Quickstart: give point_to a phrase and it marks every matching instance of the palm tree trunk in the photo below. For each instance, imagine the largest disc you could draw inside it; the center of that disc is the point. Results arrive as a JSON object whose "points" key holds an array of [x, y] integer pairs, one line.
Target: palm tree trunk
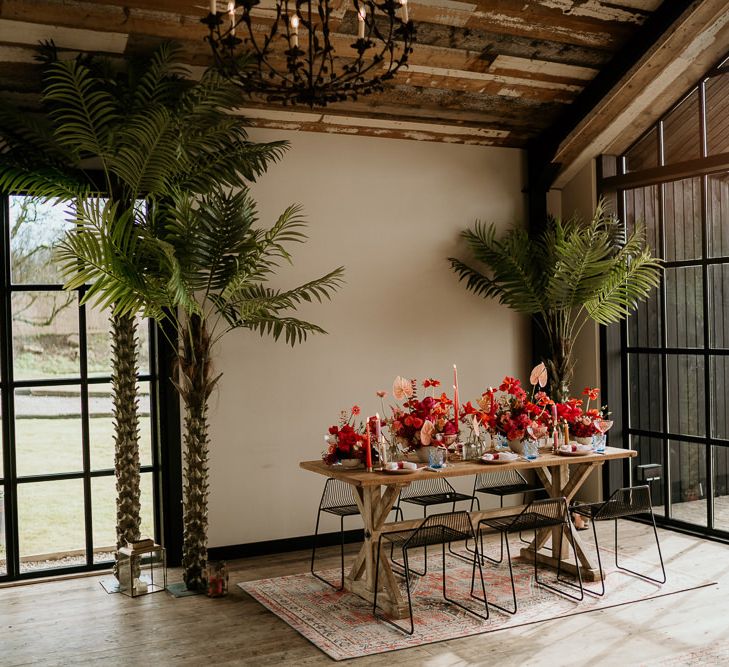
{"points": [[126, 429], [195, 383], [560, 364]]}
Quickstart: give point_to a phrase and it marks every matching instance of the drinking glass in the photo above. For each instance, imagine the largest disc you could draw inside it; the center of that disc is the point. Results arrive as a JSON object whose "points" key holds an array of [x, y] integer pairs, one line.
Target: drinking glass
{"points": [[436, 457]]}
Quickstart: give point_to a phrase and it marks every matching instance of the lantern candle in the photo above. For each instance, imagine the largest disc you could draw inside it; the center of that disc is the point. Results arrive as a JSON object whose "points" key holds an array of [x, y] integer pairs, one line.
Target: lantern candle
{"points": [[231, 14], [294, 31], [361, 17]]}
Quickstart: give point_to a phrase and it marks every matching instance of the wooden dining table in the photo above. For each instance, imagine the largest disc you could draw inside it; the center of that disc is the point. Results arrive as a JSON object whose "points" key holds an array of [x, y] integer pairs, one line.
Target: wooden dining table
{"points": [[376, 492]]}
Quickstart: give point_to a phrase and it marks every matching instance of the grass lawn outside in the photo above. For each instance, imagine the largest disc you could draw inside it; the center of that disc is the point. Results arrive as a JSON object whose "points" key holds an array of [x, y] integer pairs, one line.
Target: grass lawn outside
{"points": [[51, 514]]}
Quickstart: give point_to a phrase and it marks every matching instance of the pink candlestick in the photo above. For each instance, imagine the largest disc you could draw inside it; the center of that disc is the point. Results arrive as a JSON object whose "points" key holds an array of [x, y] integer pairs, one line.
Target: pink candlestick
{"points": [[368, 448], [455, 410]]}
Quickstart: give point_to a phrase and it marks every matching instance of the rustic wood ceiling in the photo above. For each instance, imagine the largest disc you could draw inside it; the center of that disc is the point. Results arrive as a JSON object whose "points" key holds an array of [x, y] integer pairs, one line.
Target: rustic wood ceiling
{"points": [[490, 72]]}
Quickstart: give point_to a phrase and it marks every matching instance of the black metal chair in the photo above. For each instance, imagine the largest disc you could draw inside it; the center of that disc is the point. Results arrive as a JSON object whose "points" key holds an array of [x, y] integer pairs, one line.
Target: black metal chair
{"points": [[426, 493], [436, 529], [628, 501], [500, 483], [551, 512], [337, 499]]}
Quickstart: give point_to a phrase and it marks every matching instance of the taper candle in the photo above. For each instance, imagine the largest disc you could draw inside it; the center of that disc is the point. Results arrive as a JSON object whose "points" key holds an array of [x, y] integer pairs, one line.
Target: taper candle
{"points": [[368, 447]]}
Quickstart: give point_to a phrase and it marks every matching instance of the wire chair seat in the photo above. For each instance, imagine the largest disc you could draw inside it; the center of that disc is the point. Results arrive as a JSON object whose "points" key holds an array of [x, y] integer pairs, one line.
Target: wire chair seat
{"points": [[434, 491], [337, 499], [426, 493], [426, 536], [503, 483], [524, 521], [628, 501], [435, 529], [538, 514], [625, 502], [344, 510]]}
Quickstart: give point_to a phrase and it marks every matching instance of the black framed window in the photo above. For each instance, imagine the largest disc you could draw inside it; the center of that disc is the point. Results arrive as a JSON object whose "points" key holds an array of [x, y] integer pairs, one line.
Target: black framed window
{"points": [[57, 476], [668, 365]]}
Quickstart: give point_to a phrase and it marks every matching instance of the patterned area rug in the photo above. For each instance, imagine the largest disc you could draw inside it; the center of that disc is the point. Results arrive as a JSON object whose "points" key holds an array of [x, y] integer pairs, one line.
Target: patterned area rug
{"points": [[342, 625]]}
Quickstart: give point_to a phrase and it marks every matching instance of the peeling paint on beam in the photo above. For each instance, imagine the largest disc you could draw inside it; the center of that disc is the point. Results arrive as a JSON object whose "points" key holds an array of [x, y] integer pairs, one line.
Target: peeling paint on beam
{"points": [[22, 32]]}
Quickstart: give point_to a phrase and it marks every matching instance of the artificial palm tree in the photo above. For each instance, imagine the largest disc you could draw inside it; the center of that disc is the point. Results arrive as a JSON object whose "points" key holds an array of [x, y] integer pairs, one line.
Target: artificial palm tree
{"points": [[200, 262], [129, 135], [570, 273]]}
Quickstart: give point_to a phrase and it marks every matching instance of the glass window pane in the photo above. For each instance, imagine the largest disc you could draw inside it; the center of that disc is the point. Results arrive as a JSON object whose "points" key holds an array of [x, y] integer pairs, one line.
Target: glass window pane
{"points": [[644, 154], [2, 457], [98, 332], [717, 214], [3, 552], [688, 482], [650, 454], [51, 524], [721, 487], [644, 326], [641, 206], [682, 132], [719, 305], [35, 229], [684, 307], [686, 411], [101, 427], [717, 114], [682, 219], [719, 369], [45, 335], [48, 430], [103, 494], [646, 412]]}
= = = = =
*Exercise directions*. Every line above is to be written out unchanged, with the pictures omitted.

*Finished task*.
Quickstart: give point_to a phrase and it marks every matching instance of the palm tree trunk in the photo below. For each instance, imagine the largest disc you could draw inside it; the center of that disc is the point. Results arrive as a JSON object whose "points" key holds an array of [x, y] integer pairs, one line.
Target: palm tree trunk
{"points": [[126, 429], [195, 383], [560, 364]]}
Quickstart: give point_to a phrase and it marks every matching instance of the drinking glass in the photo above. For each instance, imagine the largest disc you could draw inside it; the center of that disc is the point. Results arrive as a JSON object whose "points" key holds an array of [x, y] integer pairs, one line.
Target: drinking glass
{"points": [[436, 457]]}
Quickstart: give point_to a phrase and it marks every matching instance of the lantern candle in the photo above. For each instance, imagine the largest disc you could draw inside it; the center of that disc is the point. Results arrive as a JSON object whose "points" key holds an array of [x, y] integer pairs, one line.
Target: lantern candle
{"points": [[231, 14], [294, 31], [361, 17]]}
Quickstart: give point_to a phrase and it marks every matching instance of the wooden dining table in the photo above. For each instance, imagine the largest disc you could draw inside it; the center of that disc is the point. Results arrive as a JSON object whose "points" key holds an array of [x, y] integer pairs, one line.
Target: wooden dining table
{"points": [[376, 492]]}
Quickstart: give point_to a phrase and it marks every matching instance of the grass lawn outside in the photo above. For each instance, imagine the largest disc you could draw inside it; the center of that disc is the point. Results arrive as a JSON object whose "points" key holds an array of [x, y] integer pairs, one line.
Target: grass lawn outside
{"points": [[51, 514]]}
Quickstart: give point_to a phrase and it marks every matching instance of the pink candlestick in the photo above. For each instance, imagine the largest disc you could draw inside it; the center of that disc is the point. Results arrive as a JSON object whose "points" key holds an array of [x, y] integer pairs, one line.
Target: pink candlestick
{"points": [[368, 448], [455, 410]]}
Quickstart: give point_to a phrase and it marks every matching instance of the rustic wood ceiling in the photo above. For each instance, imagine the largest disc you could draw inside it; the center of that disc is the point. Results arrive as a JSON object whose "points" key holds an array of [x, y] integer pairs, one line.
Target: rustic wood ceiling
{"points": [[490, 72]]}
Quickstart: give point_to a phrase and it marks every matching instance of the black metal chair in the photo above. For each instance, imagine the largest disc you could draw inside it; the center of that disc is the point. Results arrive as a JSON object whose "points" key holds an array of [x, y] integer pairs, one line.
Target: black metal chair
{"points": [[426, 493], [436, 529], [628, 501], [500, 483], [551, 512], [337, 499]]}
Quickstart: give point_to a phrase and it marks every matching instance of the taper candle in the photo above. For each instance, imagine the largest disc you could draw inside it; the center of that disc is the point. Results arrive as a JSON object whose "points" key holds an array of [x, y] integer pairs, one line.
Target: taper candle
{"points": [[368, 447]]}
Quickstart: give point_to a phrase and it marks every matching instance of the wire chair seat in the photo above. For each instance, imagine the largest disc you could draw inside it; the center of that disc is the point. Results arrive as a JSON object whose "points" key holds an array of [x, y] integer pairs, one line.
Target: wire chair seat
{"points": [[434, 491], [337, 499], [426, 493], [426, 536], [503, 483], [524, 521], [628, 501], [435, 529], [538, 514], [625, 502], [344, 510]]}
Quickstart: give point_to a phrase and it marks every matching instance of the black framed window in the photo above. For each instance, imagine the largest disc you could draw inside it; the center of that disc is the point. Results arrive as a JSON object whose "points" key holds an array of [x, y] integer pairs, one line.
Target: black framed window
{"points": [[57, 476], [668, 365]]}
Quickstart: give point_to a phrase and it marks every matching instance of the patterned area rug in the photo above. For each instance, imagine the largest disc you could draw inside it; the center of that disc is the point. Results arrive as a JSON object whose "points" key holds an array of [x, y] integer pairs, one line.
Target: patterned area rug
{"points": [[342, 625]]}
Quickstart: give point_to a phrase and it marks every matching instance of the peeling paint on beam in the photo above. For each instance, imagine the largest disc you could draw inside it; the center of that disc is the point. Results arrive as a JSON object whose "points" key holds an array of [x, y] integer pairs, one line.
Target: peeling paint on beam
{"points": [[22, 32]]}
Quickstart: give point_to a phrase and it marks every matching instance of the artificial palm tree in the photo above. For each instance, imagine the largest disc you could draw inside it; the center of that disc is the point. Results arrive as a JSON object whose "points" key holds an array of [x, y] integer pairs, one line.
Target: artificial palm tree
{"points": [[200, 262], [129, 135], [570, 273]]}
Quickstart: give point_to a phrase and it marks every matching instance of the glass window pane in the photo above. For each instance, imagine the largest disc you could draw inside it; the center of that disc is the point. Results arrive as a JSON object whose "points" key holds an array of [x, y] integer pairs, one line.
Target: glass window pane
{"points": [[644, 154], [2, 457], [98, 332], [717, 214], [3, 552], [688, 482], [650, 454], [51, 524], [721, 487], [644, 326], [641, 206], [682, 132], [719, 305], [35, 229], [684, 307], [686, 411], [101, 427], [717, 114], [682, 219], [719, 369], [45, 335], [48, 430], [103, 494], [646, 412]]}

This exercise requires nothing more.